What this task involves: Only the lines below starting at the one containing "query | woman wearing sunglasses" and ending at the one containing "query | white sky background" belong in the answer, each copied exactly.

Data section:
# # # # # # #

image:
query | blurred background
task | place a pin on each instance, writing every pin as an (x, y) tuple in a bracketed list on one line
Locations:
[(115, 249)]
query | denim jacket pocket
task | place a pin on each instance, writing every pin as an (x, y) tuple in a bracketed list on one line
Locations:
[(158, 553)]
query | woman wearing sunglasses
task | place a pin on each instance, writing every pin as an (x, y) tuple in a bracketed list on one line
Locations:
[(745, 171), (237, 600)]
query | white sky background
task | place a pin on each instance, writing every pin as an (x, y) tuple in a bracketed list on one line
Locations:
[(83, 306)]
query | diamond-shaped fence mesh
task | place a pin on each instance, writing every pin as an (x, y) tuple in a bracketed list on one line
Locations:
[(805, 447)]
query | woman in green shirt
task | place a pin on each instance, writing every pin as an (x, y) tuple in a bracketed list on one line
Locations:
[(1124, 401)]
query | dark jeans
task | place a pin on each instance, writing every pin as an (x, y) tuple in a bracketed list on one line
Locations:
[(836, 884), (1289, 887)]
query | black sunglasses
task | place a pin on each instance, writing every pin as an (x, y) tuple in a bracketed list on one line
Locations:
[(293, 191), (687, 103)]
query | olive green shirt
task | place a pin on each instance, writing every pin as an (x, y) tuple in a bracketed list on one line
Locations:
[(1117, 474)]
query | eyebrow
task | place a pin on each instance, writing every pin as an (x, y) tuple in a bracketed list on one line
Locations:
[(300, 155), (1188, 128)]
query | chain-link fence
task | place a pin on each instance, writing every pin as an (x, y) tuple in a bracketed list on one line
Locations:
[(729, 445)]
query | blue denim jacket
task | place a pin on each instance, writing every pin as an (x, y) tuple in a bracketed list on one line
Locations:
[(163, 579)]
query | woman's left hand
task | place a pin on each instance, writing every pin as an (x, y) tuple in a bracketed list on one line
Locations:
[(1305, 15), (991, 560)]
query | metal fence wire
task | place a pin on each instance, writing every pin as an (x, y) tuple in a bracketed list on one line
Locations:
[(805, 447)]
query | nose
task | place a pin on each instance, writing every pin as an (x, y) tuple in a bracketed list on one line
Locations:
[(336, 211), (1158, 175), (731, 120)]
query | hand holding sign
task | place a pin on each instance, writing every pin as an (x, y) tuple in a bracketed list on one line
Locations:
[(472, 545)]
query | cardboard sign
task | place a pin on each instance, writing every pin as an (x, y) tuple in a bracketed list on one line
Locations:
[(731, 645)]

# # # # # # #

Answer for the task:
query | woman wearing sunglasses
task | place a pin on each instance, writing every pin as an (x, y) tuple in a bracketed list on one line
Locations:
[(745, 171), (237, 600)]
query | white sky background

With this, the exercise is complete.